— INSTRUCTIONS FOR THE TASK —
Pictures stay out of the copy, and everything else in the data below is repeated exactly.

— GIVEN RECORDS —
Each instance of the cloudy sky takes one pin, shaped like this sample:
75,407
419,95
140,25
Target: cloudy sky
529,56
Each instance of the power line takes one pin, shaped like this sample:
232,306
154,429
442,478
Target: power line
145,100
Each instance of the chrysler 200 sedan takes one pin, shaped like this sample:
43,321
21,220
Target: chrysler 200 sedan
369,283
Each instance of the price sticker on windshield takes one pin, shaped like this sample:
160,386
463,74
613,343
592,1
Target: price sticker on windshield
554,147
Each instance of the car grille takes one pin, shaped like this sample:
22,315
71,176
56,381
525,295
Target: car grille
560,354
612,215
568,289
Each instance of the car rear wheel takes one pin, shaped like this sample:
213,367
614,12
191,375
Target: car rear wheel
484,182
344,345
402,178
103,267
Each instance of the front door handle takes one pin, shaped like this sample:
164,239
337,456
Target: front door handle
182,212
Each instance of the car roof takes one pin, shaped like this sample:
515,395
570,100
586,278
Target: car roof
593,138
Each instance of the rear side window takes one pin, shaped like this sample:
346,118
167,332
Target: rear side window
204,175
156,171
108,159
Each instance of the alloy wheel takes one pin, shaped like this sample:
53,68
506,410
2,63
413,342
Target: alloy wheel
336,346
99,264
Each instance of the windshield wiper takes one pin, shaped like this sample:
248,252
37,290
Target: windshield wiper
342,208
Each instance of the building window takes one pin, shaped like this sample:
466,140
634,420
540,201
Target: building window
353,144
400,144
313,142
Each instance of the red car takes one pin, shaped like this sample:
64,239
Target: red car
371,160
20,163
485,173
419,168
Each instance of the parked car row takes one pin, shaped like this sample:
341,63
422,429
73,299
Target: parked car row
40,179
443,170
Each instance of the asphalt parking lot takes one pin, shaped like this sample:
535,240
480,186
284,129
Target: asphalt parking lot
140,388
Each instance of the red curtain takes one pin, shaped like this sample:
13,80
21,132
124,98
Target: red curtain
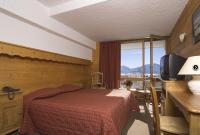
110,63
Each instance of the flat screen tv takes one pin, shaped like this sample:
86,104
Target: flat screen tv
170,65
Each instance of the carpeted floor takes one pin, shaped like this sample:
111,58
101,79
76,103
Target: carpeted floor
140,123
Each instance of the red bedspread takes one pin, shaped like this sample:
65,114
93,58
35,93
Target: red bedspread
75,111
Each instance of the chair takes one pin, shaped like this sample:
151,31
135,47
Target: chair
97,80
166,124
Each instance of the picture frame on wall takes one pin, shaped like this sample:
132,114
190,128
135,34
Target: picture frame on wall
196,25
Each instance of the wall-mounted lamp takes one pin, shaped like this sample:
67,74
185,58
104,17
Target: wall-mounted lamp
182,37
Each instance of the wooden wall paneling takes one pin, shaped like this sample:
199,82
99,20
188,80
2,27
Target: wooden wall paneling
184,24
14,50
29,73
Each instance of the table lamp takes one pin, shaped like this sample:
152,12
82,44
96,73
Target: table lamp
192,67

— SOLUTION FOR THIS TASK —
Each instance of the cloudy sky takes one pin, shaped like this sample:
75,407
419,95
140,25
Target: cloudy sky
529,56
Each instance of the power line takes one pin, shaped like this sample:
232,306
154,429
442,478
Target: power line
145,100
Each instance of the chrysler 200 sedan takes one pin, shaped like this sample:
43,321
21,220
Target: chrysler 200 sedan
369,283
Each instance of the price sticker on windshield takes one pin, shaped like this sample:
160,386
463,74
613,343
592,1
Target: price sticker on windshield
554,147
Each instance of the car grille takes one pin, shaped like this sample:
22,315
71,176
56,381
525,295
Target: car grille
560,354
612,215
568,289
Each instance of the car rear wheel takes one pin, shaped like this sample:
213,367
614,12
191,375
Target: car rear wheel
484,182
344,345
402,178
103,267
Each instance of the front door handle takes one pin, shaped like this sample:
164,239
337,456
Target: front door handle
182,212
Each instance of the car roof takes one pin, shaped like this sample:
515,395
570,100
586,278
Target: car roof
593,138
Each instance of the rear side window takes one pin, shaped like this sample:
346,118
167,332
Target: rear side window
204,175
156,171
108,159
Each instance of the alloy wheel takes one pin, shaped like this sample:
53,68
506,410
2,63
413,342
Target: alloy wheel
336,346
99,264
Each instance of the windshield wiper takes one pin, shaped like this sample:
248,252
37,290
Target: windshield wiper
342,208
Each instance of the building window takes one pin, shaped like this sample:
466,140
634,420
540,201
Target: building window
353,144
400,144
313,142
Each instance of the red car takes one pin, shaped like this sample:
64,239
Target: red car
371,160
20,163
485,173
419,168
Each instance of the parked car row takes one pin, shaped like this sample:
341,63
422,429
73,299
Target: parked car row
40,179
443,170
Each instance of the asphalt parking lot takes one pin, shaped like this sample:
535,240
480,186
284,129
Target: asphalt parking lot
140,388
Each instance of the red curtain takes one pin, shaped like this sample:
13,80
21,132
124,98
Target: red curtain
110,63
Each instance of the flat screen tv takes one pin, shaped like this sample:
86,104
Target: flat screen tv
170,65
Each instance of the carpeted floor takes one pin, shaped like this sample:
111,58
101,79
76,103
Target: carpeted floor
140,123
Each instance of the red bedspread takes one pin, shaped like this sample:
65,114
93,58
35,93
Target: red bedspread
75,111
Each instance of the chair takes one pin, shaped like this sample:
151,31
135,47
Target: chair
97,80
166,124
Each instance of the picture frame on wall takes one pin, shaped like this sample:
132,114
190,128
135,34
Target: picture frame on wall
196,25
Each instance of the wall-mounted lamp takes one pin, shaped like this sample:
67,74
185,58
104,17
Target: wall-mounted lamp
182,37
Each instance of the wooden wall paneling takes one pin, shaped like this sample:
199,82
99,20
188,80
2,27
Target: wooden wall paneling
184,24
14,50
29,73
Each instance of the table lamp takes one pin, shaped like this sample:
152,12
82,44
96,73
Target: table lamp
192,67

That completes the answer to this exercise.